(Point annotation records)
________________

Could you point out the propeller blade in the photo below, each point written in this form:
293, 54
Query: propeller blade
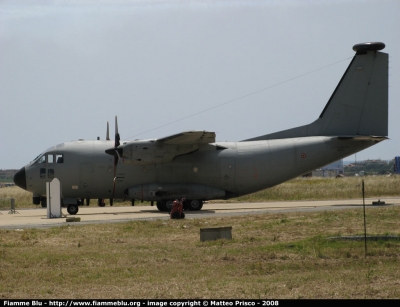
116, 133
108, 132
116, 155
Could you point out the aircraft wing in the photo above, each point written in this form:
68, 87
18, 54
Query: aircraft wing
189, 137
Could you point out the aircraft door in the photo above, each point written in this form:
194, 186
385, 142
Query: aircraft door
85, 178
227, 174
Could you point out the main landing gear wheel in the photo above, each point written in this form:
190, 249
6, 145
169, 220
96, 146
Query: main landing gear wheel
72, 209
100, 202
195, 205
160, 206
169, 204
165, 205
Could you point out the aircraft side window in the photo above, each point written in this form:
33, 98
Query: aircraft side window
50, 158
42, 159
60, 158
50, 173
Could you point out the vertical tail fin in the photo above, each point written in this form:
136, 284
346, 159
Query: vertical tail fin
359, 104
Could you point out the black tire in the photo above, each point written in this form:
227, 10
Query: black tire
100, 202
195, 205
168, 205
72, 209
176, 215
161, 207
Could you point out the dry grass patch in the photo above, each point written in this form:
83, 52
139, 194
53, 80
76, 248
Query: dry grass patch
271, 255
296, 189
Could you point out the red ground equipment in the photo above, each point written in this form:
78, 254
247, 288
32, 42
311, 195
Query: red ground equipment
177, 209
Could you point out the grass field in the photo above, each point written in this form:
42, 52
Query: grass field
270, 256
296, 189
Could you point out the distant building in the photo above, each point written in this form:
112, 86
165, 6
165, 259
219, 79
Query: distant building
397, 165
7, 173
331, 170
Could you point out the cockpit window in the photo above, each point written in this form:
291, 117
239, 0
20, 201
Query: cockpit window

________________

TASK TO CARRY OUT:
In the records from the line with "Could you point out the grass" through the end of the records, rename "distant building" to "faraway building", and write those lines out again with nothing else changed.

SOLUTION FOR THIS EXERCISE:
Could you point out the grass field in the photo above, each point written in this form:
42, 52
Query: grass field
270, 256
296, 189
Could you point out the faraway building in the photo above, each point written in this form:
112, 86
165, 6
165, 259
219, 79
Query: faraway building
397, 165
7, 173
331, 170
Could you point out the cockpit window in the photo above, each point written in this form:
291, 117
239, 0
20, 201
Query: cockpit window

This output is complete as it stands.